- Work required: For each line below that includes the string "white", show the whole line.

- Exercise data:
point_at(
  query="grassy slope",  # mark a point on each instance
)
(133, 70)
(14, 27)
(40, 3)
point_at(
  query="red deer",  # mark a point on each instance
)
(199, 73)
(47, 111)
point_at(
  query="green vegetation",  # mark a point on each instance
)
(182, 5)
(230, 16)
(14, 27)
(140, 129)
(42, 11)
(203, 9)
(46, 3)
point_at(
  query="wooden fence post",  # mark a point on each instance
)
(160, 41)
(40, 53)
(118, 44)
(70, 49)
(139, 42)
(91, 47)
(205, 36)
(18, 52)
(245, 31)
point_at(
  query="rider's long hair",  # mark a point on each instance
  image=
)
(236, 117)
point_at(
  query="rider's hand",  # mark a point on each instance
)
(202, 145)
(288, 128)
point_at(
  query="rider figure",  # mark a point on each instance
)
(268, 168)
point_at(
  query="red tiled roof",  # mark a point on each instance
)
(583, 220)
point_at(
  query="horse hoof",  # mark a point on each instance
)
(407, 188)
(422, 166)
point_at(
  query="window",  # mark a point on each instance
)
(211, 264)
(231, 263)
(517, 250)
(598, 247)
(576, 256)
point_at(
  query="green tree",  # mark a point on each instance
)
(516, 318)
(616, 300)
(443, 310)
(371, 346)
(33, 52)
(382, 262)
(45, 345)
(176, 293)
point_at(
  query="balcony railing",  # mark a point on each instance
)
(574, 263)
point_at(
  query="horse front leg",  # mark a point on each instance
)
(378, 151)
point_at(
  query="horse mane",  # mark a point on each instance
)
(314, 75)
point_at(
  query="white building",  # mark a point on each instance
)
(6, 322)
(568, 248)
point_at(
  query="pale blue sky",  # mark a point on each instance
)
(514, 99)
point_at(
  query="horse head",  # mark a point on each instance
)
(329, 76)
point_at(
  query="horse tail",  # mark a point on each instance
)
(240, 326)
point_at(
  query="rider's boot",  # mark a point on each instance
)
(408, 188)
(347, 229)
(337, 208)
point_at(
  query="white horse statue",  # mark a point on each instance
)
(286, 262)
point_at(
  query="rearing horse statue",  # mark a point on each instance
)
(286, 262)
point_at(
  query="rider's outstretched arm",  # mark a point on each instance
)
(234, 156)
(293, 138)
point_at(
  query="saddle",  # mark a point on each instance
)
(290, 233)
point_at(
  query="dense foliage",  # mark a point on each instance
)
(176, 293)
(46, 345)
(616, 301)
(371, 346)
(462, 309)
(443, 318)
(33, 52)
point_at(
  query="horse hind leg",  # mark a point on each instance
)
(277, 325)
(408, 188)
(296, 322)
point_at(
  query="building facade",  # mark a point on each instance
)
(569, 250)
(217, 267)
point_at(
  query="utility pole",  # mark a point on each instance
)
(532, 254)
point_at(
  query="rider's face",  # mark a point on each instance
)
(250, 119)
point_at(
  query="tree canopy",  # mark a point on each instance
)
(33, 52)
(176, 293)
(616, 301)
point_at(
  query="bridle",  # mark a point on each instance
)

- Task response:
  query="white building",  # mark a point on each instance
  query="white horse statue",  # mark a point on each instance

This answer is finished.